### Exercise details
Quote the lines from the line holding "mouth, one point per instance" to the very end of the listing, exactly, and no others.
* begin Records supplied *
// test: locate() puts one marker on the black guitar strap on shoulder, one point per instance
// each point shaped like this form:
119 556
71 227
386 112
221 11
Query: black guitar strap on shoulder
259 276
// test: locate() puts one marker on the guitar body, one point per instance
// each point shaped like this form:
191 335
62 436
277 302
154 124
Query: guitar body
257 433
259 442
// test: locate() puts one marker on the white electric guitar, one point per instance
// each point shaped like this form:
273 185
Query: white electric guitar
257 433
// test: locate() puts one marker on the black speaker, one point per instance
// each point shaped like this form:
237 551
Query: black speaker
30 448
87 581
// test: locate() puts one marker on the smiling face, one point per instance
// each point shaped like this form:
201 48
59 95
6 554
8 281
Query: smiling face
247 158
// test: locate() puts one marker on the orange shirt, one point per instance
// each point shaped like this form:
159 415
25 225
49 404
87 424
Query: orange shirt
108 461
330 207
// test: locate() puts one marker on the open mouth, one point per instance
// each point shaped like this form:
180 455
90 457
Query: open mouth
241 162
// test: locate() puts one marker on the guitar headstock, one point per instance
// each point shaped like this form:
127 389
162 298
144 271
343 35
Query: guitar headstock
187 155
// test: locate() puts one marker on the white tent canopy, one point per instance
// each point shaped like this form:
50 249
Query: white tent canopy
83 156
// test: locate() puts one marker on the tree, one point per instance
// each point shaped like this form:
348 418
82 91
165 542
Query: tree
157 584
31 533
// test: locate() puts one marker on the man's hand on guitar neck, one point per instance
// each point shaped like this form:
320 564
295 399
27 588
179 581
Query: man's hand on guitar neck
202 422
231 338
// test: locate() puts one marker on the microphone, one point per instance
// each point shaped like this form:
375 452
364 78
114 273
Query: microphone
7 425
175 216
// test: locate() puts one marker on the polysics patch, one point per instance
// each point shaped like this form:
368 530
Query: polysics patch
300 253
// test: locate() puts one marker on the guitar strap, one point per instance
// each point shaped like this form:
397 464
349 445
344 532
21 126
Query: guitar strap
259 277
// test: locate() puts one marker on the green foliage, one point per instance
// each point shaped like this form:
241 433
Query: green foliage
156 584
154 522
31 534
* end Records supplied *
### Output for this exercise
// test: locate() puts one marker on the open mouth, one point per instance
// each point shaped like this form:
180 455
90 457
Query: open mouth
241 162
// test: locate() puts one marker on the guitar headstock, one point per instance
// each point shaped like this form:
127 389
162 298
144 271
343 35
Query: guitar headstock
187 155
// test: locate() puts one marker on the white tent canopy, one point per instance
// each point shaped like this form:
50 249
Query: white tent canopy
83 156
// test: locate() puts one marker on the tree, one point per instance
// each point shaped like this form:
348 418
82 91
165 542
Query: tree
157 584
31 533
// test: locate() puts one marker on the man's hand on guitar neck, one point per instance
// each point shaped like this form:
320 564
295 399
27 588
179 581
Query: man's hand on guitar neck
202 422
231 338
// test: locate() puts one marker on the microphone, one point per instance
// each point shaped like this form:
375 452
364 78
114 273
Query: microphone
7 425
175 216
// test: locate() puts one marker on the polysics patch, one point per instance
// each point shaped like this form:
368 530
Query: polysics patch
300 253
// test: locate() puts one marker on the guitar strap, one point per instance
// each point shaped like this form:
397 464
349 445
344 532
21 126
Query: guitar strap
259 277
// test: locate() puts one marker on the green foliage, one point per instance
// each point shaped like this form:
241 433
Query: green foliage
156 584
154 522
31 534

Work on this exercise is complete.